**Short exercise**.
Repeat the whole listing below, word for word.

[Region outline entries]

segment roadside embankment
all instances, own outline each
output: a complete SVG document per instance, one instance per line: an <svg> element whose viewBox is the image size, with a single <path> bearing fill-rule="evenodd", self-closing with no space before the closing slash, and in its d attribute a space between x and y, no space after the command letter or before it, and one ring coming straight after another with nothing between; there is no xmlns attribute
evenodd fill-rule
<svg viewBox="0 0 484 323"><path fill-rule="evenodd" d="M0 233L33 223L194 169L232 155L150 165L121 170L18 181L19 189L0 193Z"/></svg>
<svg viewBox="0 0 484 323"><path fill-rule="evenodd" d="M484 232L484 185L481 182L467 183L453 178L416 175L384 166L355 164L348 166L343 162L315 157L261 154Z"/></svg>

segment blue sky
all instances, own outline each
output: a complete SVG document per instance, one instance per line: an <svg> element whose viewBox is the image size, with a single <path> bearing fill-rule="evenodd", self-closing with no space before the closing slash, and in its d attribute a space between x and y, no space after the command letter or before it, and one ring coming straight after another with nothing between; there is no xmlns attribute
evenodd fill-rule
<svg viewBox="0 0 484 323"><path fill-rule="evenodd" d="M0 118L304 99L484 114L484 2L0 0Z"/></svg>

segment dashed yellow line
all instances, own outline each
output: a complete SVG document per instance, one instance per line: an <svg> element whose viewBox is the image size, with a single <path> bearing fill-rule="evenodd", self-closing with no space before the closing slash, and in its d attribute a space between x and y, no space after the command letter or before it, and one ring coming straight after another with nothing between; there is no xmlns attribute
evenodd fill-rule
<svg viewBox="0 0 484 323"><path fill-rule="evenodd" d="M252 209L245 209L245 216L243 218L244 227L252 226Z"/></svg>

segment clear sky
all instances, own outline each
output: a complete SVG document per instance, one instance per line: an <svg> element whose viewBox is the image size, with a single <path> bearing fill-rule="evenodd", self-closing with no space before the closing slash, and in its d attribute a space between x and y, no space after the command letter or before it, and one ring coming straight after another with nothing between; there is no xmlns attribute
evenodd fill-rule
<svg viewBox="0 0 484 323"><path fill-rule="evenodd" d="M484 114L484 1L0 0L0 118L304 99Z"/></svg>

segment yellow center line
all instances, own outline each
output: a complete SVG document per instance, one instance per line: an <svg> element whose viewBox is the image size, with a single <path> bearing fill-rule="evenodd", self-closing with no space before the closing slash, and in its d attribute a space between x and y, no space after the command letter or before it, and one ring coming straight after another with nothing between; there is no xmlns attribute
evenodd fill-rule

**Solution to the problem**.
segment roadside embankment
all instances, own outline each
output: a complete SVG document per instance, one instance per line: an <svg> element whose viewBox is the image size, with a single <path> bearing fill-rule="evenodd", self-closing with no space before the closing slash, and in its d attribute a space between x and y, no space after the command letter or before it, and one ring coming straight after another with nothing between; there is no xmlns attribute
evenodd fill-rule
<svg viewBox="0 0 484 323"><path fill-rule="evenodd" d="M0 233L33 223L194 169L232 155L150 165L121 170L18 181L19 189L0 193Z"/></svg>
<svg viewBox="0 0 484 323"><path fill-rule="evenodd" d="M484 232L484 185L481 182L467 183L453 178L416 175L384 166L355 164L348 166L343 162L315 157L261 154Z"/></svg>

segment blue sky
all instances, own outline each
output: a complete SVG document per instance, one instance per line: an <svg> element whose viewBox is the image size, with a single <path> bearing fill-rule="evenodd", self-closing with no space before the closing slash, and in its d attribute a space between x and y, no space after the command letter or before it, and one ring coming straight after another with nothing between; there is no xmlns attribute
evenodd fill-rule
<svg viewBox="0 0 484 323"><path fill-rule="evenodd" d="M0 118L304 99L484 114L484 2L0 0Z"/></svg>

segment dashed yellow line
all instances, own outline each
output: a complete SVG document per instance, one instance per line: an <svg> element whose viewBox is the image size, with a single <path> bearing fill-rule="evenodd", self-closing with no space before the closing slash, and in its d attribute a space between x and y, no space after the command letter or before it, and one ring coming straight after another with nothing between; there is no xmlns attribute
evenodd fill-rule
<svg viewBox="0 0 484 323"><path fill-rule="evenodd" d="M252 209L245 209L245 216L243 218L244 227L252 226Z"/></svg>

segment clear sky
all instances, own outline each
output: a complete SVG document per instance, one instance per line: an <svg> element whose viewBox is the image size, with a single <path> bearing fill-rule="evenodd", self-closing with no space before the closing slash, and in its d attribute a space between x and y, no space after the command letter or before it, and one ring coming straight after another with nothing between; there is no xmlns attribute
evenodd fill-rule
<svg viewBox="0 0 484 323"><path fill-rule="evenodd" d="M484 114L484 1L0 0L0 118L304 99Z"/></svg>

segment yellow center line
all instances, own outline each
output: a complete SVG document per instance, one instance per line: an <svg> element whose viewBox is the image size, with a single <path> bearing fill-rule="evenodd", self-closing with no space before the closing slash, and in its d attribute a space between x and y, no space after the command letter or before it, and one ring coming straight after another with nothing between; there is no xmlns attribute
evenodd fill-rule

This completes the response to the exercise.